## Assigned task
Your copy should match the records exactly, except that it contains no pictures.

---- Material provided

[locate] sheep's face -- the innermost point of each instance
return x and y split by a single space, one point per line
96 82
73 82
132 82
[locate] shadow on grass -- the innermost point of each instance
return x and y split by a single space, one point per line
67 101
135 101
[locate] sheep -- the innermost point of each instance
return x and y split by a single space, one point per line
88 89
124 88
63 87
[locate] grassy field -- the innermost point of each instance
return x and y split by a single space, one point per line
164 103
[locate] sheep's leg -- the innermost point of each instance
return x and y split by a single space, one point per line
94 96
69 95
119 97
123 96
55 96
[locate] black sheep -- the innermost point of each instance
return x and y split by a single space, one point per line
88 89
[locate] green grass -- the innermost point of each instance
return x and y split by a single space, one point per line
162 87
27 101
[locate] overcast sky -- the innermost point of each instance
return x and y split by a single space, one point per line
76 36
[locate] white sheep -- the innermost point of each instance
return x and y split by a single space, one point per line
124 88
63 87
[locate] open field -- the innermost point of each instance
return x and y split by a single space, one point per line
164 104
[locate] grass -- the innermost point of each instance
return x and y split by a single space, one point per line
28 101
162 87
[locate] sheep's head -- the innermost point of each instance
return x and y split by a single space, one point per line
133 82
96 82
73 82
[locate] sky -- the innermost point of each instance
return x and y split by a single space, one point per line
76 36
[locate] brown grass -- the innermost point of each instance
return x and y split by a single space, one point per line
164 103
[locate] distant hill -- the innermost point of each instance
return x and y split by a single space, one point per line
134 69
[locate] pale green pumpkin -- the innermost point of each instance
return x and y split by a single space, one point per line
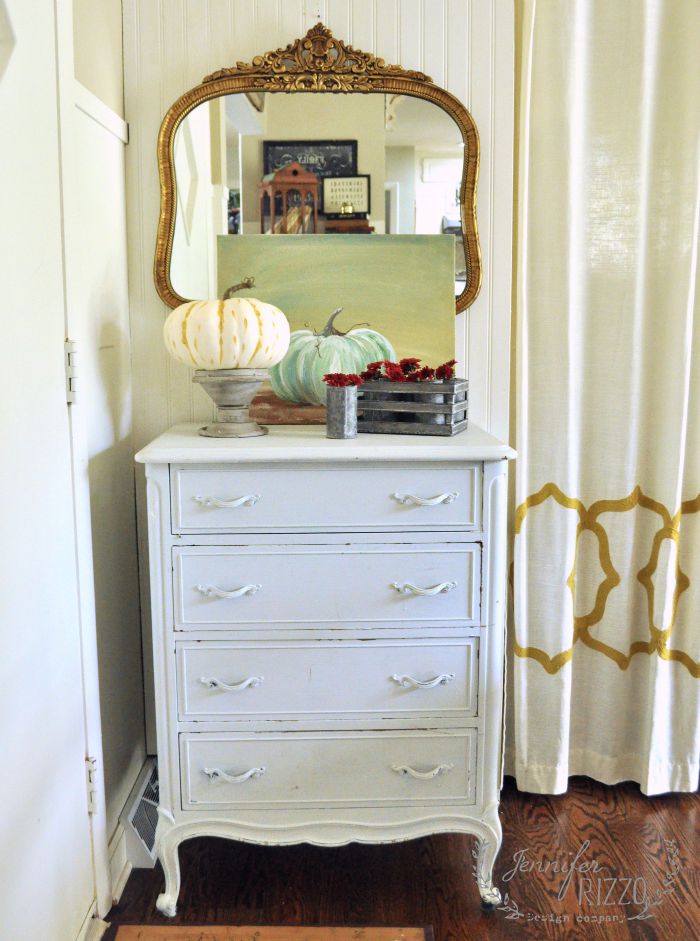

--------

## Answer box
[locate] sheep's face -- the innermost point of each instance
return x and y split by a single space, one point per line
96 82
73 82
132 82
[locate] shadow on grass -- the innermost point of each instance
return x and y split by a single space, one point per line
67 101
135 101
[locate] sheep -- the innermost point of each instance
return x and y split by a single space, one point per line
88 89
124 88
63 87
[locate] grassy field -- the innermost point of each instance
return x and y split by a single space, one point per line
164 103
[locate] sheep's leg -- the innermost point of each instance
return x and y split by a single space, one point per line
94 96
69 95
119 97
123 96
55 96
[locate] black sheep -- the innermost point of each instance
return x and y split by a single space, one point per line
88 89
[locate] green grass -- the innermost point of each instance
return x and y split by a single space, one point per line
162 87
27 101
[locate] overcast sky -- the innermost point of each instance
return x and y split by a single space, one point per line
76 36
[locate] white sheep -- the innermost point of each instance
return x and y split by a single space, one point per line
124 88
63 87
[locate] open field -- the innermost point of each instance
return x and y split by a single space, one point per line
164 104
[locate] grass -- the innermost point of each instance
return x and y split by a single space, one point per line
28 101
162 87
[locate] sheep's head -- the innermost point of each instance
return x and y split by a single space, one point per line
133 82
96 82
73 82
[locate] sky -- the innermost point of each instance
return x and y split by a single space, one point per line
76 36
[locate] brown grass -- the innermost point of each instance
return x and y split by a single space, one point per line
164 103
[locate] distant hill -- the innermost point of each instance
return x and y split by a single space, one point per line
134 69
[locate] pale green pumpkin -- the innermost point of each instance
return x and y split by a single space, one point per line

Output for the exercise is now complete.